Par ailleurs, pour certaines familles de composants, les annulations de commandes massives émanant des secteurs en crise ont incité les fabricants de composants à réduire leurs capacités de production et leurs effectifs dans certains pays, et à détourner les stocks dormants vers d'autres marchés plus porteurs. Un redémarrage implique aujourd'hui l'embauche et la formation de nouveaux salariés, donc un retour progressif aux capacités de production d'avant la crise, sans aucune certitude sur l'ampleur durable de cette reprise.
Dans un jeu concurrentiel classique en cas de crise d'approvisionnement, certains donneurs d'ordre contribuent à la pénurie en ne baissant pas sciemment leurs besoins. À la situation de stop & go des commandes, se superpose un phénomène connu en période de pénurie de sécurisation des stocks. Cela se traduit par un gonflement artificiel des besoins exprimés, lesquels feront l'objet d'annulations ultérieures lorsque la crise sera résorbée.
· · · · ·
## [CONSIGNE]
Indiquez si chacune des affirmations suivantes concorde avec le texte sur la pénurie de composants, en répondant par oui ou par non et en citant mot pour mot le passage qui tranche. (a) Les fabricants de composants ont réduit leurs effectifs dans certains pays. (b) Le redémarrage assure un retour durable aux capacités de production d'avant la crise. (c) Pendant la pénurie, certains donneurs d'ordre baissent volontairement leurs besoins. Les données enregistrées forment un matériau à part, distinct du texte.

Données enregistrées:
· · · · ·
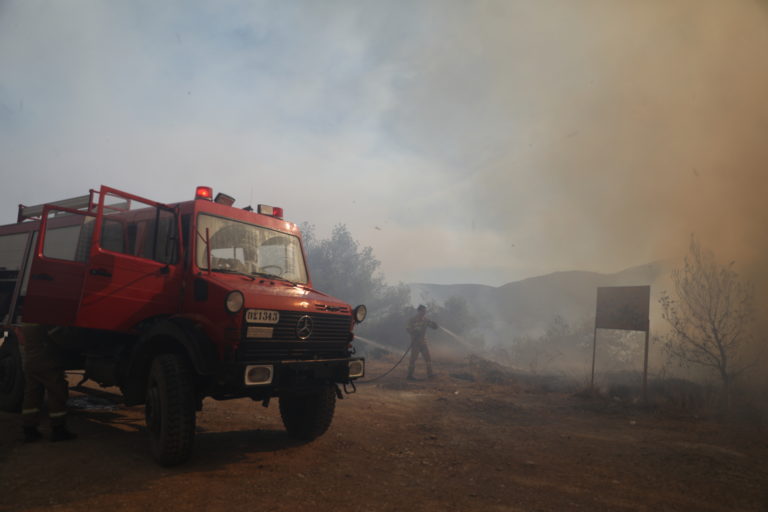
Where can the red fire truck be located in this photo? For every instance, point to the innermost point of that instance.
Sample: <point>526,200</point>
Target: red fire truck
<point>173,303</point>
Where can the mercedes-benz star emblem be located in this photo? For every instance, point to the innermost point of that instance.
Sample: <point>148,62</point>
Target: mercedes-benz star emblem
<point>304,327</point>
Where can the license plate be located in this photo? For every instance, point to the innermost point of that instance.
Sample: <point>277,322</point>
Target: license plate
<point>262,316</point>
<point>257,331</point>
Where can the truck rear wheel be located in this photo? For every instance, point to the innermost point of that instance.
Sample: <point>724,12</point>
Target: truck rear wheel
<point>170,409</point>
<point>11,375</point>
<point>307,417</point>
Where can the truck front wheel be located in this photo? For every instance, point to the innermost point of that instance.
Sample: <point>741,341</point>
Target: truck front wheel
<point>11,375</point>
<point>307,417</point>
<point>170,409</point>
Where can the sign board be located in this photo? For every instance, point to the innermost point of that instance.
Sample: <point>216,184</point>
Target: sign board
<point>623,307</point>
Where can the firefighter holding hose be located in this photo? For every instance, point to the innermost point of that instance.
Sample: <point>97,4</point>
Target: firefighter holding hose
<point>417,328</point>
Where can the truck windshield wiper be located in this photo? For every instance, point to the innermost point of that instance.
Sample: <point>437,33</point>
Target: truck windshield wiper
<point>233,271</point>
<point>274,276</point>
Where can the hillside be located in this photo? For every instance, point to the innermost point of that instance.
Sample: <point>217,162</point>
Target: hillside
<point>527,306</point>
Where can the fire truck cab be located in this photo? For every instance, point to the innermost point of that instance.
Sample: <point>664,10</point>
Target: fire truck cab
<point>173,303</point>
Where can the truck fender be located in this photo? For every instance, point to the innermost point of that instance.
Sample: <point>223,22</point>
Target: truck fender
<point>170,335</point>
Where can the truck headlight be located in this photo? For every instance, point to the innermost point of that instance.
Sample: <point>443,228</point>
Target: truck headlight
<point>258,374</point>
<point>234,301</point>
<point>360,313</point>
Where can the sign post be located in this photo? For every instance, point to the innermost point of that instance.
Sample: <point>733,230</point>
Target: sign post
<point>623,308</point>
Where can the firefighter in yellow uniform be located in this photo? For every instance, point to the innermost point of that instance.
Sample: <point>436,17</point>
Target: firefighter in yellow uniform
<point>417,328</point>
<point>44,374</point>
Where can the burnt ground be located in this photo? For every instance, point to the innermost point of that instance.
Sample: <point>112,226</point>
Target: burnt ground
<point>468,440</point>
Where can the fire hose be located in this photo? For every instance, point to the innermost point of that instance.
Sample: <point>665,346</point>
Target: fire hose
<point>367,381</point>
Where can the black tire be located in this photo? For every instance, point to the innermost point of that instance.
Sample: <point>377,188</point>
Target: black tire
<point>11,375</point>
<point>170,409</point>
<point>307,417</point>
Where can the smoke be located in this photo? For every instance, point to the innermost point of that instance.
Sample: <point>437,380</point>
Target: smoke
<point>600,133</point>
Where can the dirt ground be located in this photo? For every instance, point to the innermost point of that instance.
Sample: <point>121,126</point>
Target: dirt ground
<point>459,442</point>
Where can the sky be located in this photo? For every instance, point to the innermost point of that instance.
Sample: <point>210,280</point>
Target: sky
<point>464,141</point>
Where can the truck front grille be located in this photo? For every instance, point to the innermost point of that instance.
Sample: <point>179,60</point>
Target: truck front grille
<point>328,339</point>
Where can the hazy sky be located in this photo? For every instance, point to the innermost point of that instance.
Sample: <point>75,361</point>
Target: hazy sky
<point>465,141</point>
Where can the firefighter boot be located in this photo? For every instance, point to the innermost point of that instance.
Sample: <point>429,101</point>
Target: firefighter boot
<point>31,434</point>
<point>60,433</point>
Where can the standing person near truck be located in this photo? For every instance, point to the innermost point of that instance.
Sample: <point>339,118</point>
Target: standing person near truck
<point>417,328</point>
<point>44,375</point>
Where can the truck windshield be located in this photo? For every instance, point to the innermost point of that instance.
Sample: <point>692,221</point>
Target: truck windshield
<point>238,247</point>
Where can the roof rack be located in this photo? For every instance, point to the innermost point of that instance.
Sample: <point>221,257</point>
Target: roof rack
<point>75,203</point>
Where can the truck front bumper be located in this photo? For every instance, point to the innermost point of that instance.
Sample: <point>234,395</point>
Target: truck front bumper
<point>259,379</point>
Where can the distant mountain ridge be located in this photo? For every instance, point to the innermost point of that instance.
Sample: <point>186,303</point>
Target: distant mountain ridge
<point>528,306</point>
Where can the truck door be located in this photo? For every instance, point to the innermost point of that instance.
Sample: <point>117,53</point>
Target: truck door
<point>58,266</point>
<point>133,272</point>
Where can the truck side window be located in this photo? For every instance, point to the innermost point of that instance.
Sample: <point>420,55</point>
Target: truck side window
<point>62,243</point>
<point>141,230</point>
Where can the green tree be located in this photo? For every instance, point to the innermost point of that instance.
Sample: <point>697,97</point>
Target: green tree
<point>340,267</point>
<point>710,316</point>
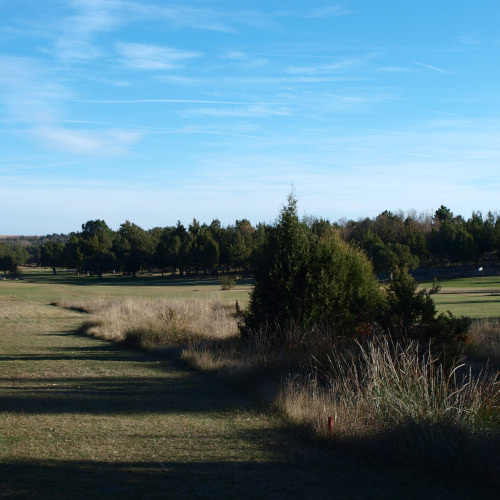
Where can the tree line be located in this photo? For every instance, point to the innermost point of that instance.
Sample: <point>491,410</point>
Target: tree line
<point>390,240</point>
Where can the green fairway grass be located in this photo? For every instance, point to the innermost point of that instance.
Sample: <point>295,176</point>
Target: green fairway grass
<point>84,418</point>
<point>42,285</point>
<point>475,297</point>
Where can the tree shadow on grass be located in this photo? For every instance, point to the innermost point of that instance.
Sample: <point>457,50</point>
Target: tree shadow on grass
<point>292,476</point>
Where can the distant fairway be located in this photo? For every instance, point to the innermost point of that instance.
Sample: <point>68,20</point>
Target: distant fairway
<point>85,418</point>
<point>474,297</point>
<point>42,285</point>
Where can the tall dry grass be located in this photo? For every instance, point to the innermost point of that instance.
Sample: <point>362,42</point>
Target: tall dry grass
<point>392,400</point>
<point>156,324</point>
<point>484,341</point>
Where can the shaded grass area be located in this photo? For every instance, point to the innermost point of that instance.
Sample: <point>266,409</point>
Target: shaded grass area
<point>83,418</point>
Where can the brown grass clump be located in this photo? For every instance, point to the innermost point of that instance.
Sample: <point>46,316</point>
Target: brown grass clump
<point>484,341</point>
<point>392,401</point>
<point>395,400</point>
<point>156,324</point>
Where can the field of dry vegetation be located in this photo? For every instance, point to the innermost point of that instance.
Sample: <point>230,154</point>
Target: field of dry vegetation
<point>395,401</point>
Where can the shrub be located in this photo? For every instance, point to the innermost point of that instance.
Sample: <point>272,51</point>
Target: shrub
<point>227,282</point>
<point>307,279</point>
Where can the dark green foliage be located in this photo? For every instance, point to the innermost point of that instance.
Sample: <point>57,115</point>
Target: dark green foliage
<point>133,247</point>
<point>305,280</point>
<point>52,254</point>
<point>436,287</point>
<point>407,306</point>
<point>411,313</point>
<point>11,256</point>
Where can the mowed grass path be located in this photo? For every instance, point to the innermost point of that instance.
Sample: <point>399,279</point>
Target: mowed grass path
<point>83,418</point>
<point>474,297</point>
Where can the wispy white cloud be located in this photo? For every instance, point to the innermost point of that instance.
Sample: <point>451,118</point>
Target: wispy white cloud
<point>255,110</point>
<point>329,11</point>
<point>433,68</point>
<point>153,57</point>
<point>145,101</point>
<point>81,142</point>
<point>322,69</point>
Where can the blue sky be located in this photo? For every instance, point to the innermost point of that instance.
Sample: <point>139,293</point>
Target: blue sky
<point>155,112</point>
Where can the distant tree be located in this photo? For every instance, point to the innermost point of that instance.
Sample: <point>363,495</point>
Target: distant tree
<point>52,254</point>
<point>134,248</point>
<point>96,245</point>
<point>305,279</point>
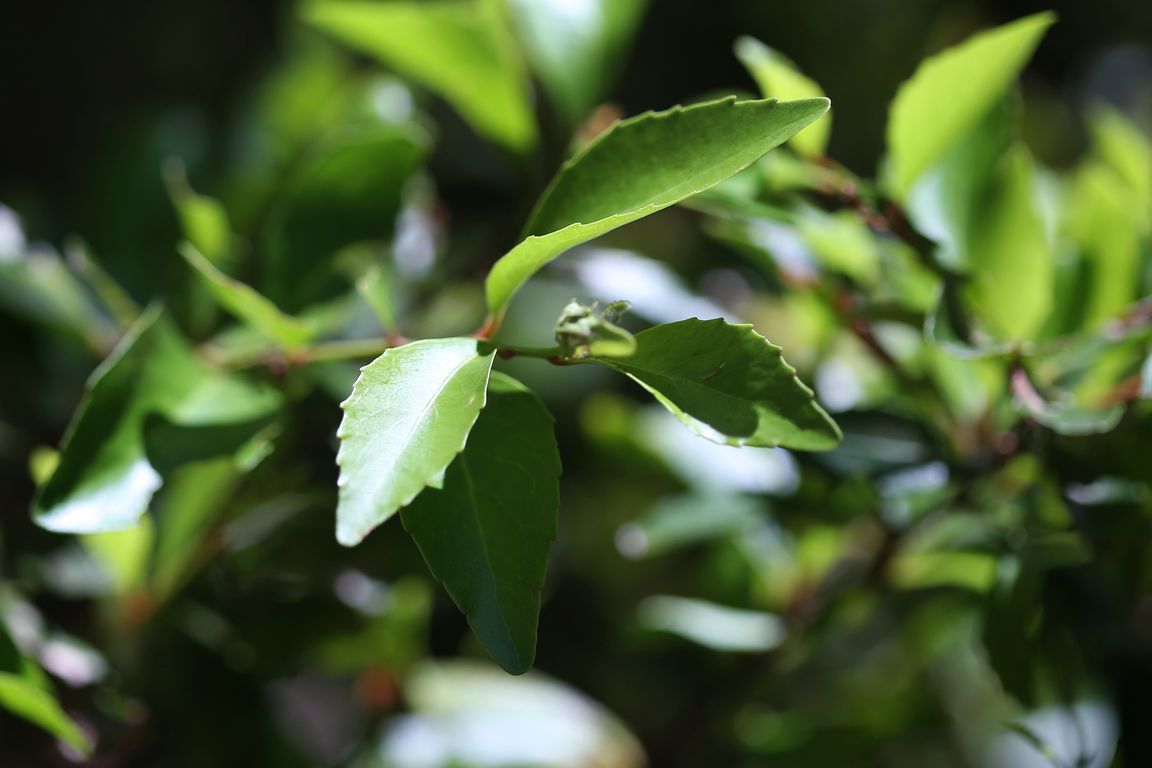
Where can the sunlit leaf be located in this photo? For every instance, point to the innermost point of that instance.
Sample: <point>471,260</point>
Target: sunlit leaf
<point>487,532</point>
<point>406,420</point>
<point>952,90</point>
<point>641,166</point>
<point>461,50</point>
<point>780,78</point>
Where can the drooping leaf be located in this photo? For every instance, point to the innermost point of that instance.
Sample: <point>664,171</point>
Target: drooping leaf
<point>950,91</point>
<point>779,78</point>
<point>641,166</point>
<point>728,383</point>
<point>461,50</point>
<point>24,692</point>
<point>1104,225</point>
<point>576,47</point>
<point>407,418</point>
<point>106,478</point>
<point>247,305</point>
<point>349,189</point>
<point>487,532</point>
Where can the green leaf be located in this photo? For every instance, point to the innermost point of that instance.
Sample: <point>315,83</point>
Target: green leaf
<point>952,90</point>
<point>462,51</point>
<point>487,532</point>
<point>203,219</point>
<point>409,415</point>
<point>1010,258</point>
<point>247,305</point>
<point>1105,227</point>
<point>712,625</point>
<point>641,166</point>
<point>349,190</point>
<point>1124,147</point>
<point>727,383</point>
<point>105,478</point>
<point>24,692</point>
<point>575,48</point>
<point>778,77</point>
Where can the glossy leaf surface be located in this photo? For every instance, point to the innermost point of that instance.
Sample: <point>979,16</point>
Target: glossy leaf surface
<point>409,415</point>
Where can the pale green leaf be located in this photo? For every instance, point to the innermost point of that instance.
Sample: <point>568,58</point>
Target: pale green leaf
<point>779,78</point>
<point>1010,257</point>
<point>487,532</point>
<point>247,305</point>
<point>24,692</point>
<point>576,46</point>
<point>952,90</point>
<point>461,50</point>
<point>641,166</point>
<point>1127,150</point>
<point>1105,227</point>
<point>727,383</point>
<point>407,419</point>
<point>106,477</point>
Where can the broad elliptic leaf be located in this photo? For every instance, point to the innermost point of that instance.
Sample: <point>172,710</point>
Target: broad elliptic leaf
<point>247,305</point>
<point>950,91</point>
<point>576,47</point>
<point>409,415</point>
<point>779,78</point>
<point>728,383</point>
<point>487,532</point>
<point>461,50</point>
<point>641,166</point>
<point>106,477</point>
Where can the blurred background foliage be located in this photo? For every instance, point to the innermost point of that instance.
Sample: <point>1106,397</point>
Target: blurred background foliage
<point>955,586</point>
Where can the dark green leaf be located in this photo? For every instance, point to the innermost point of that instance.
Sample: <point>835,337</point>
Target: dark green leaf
<point>487,532</point>
<point>459,48</point>
<point>105,478</point>
<point>727,383</point>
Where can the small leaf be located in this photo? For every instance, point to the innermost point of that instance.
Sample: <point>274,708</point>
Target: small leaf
<point>409,415</point>
<point>576,47</point>
<point>487,532</point>
<point>106,478</point>
<point>780,78</point>
<point>462,51</point>
<point>952,90</point>
<point>247,305</point>
<point>641,166</point>
<point>727,383</point>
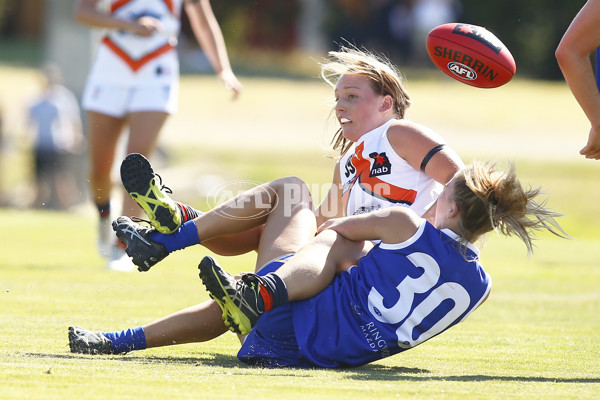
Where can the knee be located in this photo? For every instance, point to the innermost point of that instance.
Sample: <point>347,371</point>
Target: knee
<point>292,189</point>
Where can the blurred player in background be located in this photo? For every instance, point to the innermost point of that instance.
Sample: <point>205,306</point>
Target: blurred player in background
<point>579,42</point>
<point>134,82</point>
<point>54,122</point>
<point>428,274</point>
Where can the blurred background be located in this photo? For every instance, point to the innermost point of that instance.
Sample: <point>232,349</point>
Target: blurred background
<point>272,43</point>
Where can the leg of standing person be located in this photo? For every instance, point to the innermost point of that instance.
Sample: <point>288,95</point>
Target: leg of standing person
<point>104,133</point>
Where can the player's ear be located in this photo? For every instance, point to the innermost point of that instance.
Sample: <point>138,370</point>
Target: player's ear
<point>452,209</point>
<point>387,103</point>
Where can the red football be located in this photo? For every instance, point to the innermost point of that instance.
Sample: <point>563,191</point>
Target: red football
<point>470,54</point>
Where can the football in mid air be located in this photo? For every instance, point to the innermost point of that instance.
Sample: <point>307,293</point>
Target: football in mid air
<point>470,54</point>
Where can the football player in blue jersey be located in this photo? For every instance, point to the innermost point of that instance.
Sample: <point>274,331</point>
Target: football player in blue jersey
<point>364,288</point>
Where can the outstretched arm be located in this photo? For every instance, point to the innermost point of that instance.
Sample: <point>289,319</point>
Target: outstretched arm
<point>209,35</point>
<point>87,13</point>
<point>573,55</point>
<point>390,225</point>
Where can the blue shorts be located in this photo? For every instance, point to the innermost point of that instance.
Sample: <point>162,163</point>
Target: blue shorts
<point>272,341</point>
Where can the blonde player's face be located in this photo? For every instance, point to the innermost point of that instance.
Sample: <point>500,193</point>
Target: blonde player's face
<point>358,108</point>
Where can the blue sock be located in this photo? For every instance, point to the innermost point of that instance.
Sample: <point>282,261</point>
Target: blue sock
<point>127,340</point>
<point>185,236</point>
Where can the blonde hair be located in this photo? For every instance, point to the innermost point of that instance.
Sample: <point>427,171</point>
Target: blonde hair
<point>385,80</point>
<point>489,198</point>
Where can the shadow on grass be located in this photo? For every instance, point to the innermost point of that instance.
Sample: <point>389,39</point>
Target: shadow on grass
<point>371,372</point>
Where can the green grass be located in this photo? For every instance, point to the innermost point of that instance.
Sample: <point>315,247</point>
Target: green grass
<point>537,337</point>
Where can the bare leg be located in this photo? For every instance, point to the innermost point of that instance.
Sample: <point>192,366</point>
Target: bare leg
<point>314,266</point>
<point>275,205</point>
<point>193,324</point>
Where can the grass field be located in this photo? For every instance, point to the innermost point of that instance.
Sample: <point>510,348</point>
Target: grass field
<point>537,337</point>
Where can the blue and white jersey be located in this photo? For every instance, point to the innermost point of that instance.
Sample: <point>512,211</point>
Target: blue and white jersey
<point>398,296</point>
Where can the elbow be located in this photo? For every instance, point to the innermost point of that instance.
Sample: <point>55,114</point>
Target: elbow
<point>561,54</point>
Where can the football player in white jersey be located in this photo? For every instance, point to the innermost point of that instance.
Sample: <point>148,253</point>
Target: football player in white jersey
<point>133,84</point>
<point>298,312</point>
<point>386,159</point>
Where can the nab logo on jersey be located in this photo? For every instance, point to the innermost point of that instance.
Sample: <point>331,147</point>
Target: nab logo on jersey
<point>462,71</point>
<point>381,165</point>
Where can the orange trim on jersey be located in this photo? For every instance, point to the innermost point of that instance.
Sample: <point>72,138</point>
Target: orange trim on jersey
<point>170,6</point>
<point>118,4</point>
<point>136,64</point>
<point>373,185</point>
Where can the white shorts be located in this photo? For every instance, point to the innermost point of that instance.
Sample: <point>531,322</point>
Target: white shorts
<point>118,101</point>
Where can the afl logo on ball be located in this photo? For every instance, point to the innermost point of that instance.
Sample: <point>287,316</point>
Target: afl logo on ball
<point>462,71</point>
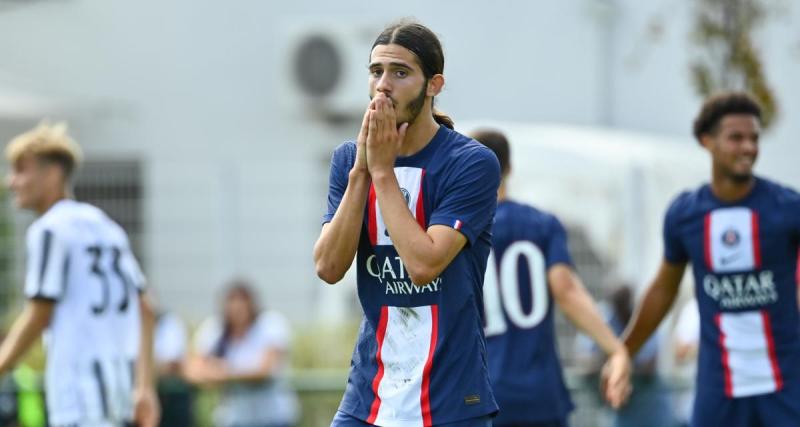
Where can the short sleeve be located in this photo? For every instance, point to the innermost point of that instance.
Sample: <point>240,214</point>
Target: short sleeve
<point>470,194</point>
<point>557,251</point>
<point>674,249</point>
<point>47,264</point>
<point>207,336</point>
<point>130,268</point>
<point>274,330</point>
<point>687,329</point>
<point>341,162</point>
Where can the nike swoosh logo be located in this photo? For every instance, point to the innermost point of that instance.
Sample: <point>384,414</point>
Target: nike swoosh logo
<point>725,260</point>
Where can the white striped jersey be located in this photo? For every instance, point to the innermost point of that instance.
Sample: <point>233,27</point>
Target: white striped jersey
<point>744,259</point>
<point>81,259</point>
<point>420,358</point>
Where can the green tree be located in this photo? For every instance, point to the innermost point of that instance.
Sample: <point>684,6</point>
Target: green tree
<point>727,58</point>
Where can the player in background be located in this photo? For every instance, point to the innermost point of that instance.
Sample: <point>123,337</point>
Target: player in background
<point>83,286</point>
<point>530,268</point>
<point>741,234</point>
<point>412,201</point>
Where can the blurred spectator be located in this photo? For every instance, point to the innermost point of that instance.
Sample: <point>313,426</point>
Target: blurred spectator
<point>245,353</point>
<point>169,347</point>
<point>686,338</point>
<point>649,403</point>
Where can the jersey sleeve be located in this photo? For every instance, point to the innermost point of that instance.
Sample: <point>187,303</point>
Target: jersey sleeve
<point>341,162</point>
<point>557,251</point>
<point>48,263</point>
<point>208,335</point>
<point>674,249</point>
<point>470,194</point>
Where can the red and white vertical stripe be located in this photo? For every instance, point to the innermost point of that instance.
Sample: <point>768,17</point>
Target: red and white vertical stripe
<point>749,361</point>
<point>406,346</point>
<point>411,180</point>
<point>731,240</point>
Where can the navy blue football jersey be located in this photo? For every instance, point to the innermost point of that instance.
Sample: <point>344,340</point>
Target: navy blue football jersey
<point>744,260</point>
<point>521,343</point>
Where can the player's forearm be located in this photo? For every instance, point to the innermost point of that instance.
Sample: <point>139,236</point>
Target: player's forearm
<point>338,242</point>
<point>422,259</point>
<point>579,307</point>
<point>651,311</point>
<point>24,332</point>
<point>145,371</point>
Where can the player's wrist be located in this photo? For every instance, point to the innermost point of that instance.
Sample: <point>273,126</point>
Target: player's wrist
<point>383,176</point>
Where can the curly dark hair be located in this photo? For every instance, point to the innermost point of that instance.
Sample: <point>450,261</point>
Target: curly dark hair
<point>718,106</point>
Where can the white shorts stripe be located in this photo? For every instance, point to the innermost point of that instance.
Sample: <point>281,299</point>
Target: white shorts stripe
<point>748,356</point>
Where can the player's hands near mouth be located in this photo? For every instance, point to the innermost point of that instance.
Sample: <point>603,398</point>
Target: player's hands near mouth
<point>615,378</point>
<point>384,138</point>
<point>147,411</point>
<point>360,165</point>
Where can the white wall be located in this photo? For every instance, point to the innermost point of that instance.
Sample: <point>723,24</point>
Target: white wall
<point>236,181</point>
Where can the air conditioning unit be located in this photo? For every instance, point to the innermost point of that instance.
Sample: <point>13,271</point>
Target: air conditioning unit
<point>325,68</point>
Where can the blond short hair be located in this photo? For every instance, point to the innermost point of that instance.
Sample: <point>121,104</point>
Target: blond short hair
<point>49,143</point>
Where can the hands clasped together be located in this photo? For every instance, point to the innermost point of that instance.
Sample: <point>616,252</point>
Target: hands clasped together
<point>615,378</point>
<point>380,139</point>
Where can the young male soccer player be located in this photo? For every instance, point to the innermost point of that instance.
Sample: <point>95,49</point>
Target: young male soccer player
<point>83,285</point>
<point>741,234</point>
<point>412,201</point>
<point>530,267</point>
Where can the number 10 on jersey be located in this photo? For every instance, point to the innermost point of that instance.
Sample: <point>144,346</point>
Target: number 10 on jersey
<point>501,293</point>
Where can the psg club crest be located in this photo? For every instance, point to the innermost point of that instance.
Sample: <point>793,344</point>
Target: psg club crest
· · · · ·
## [CORRIGÉ]
(a) Oui : « à réduire leurs capacités de production et leurs effectifs dans certains pays ».
(b) Non : « sans aucune certitude sur l'ampleur durable de cette reprise ».
(c) Non : « en ne baissant pas sciemment leurs besoins ».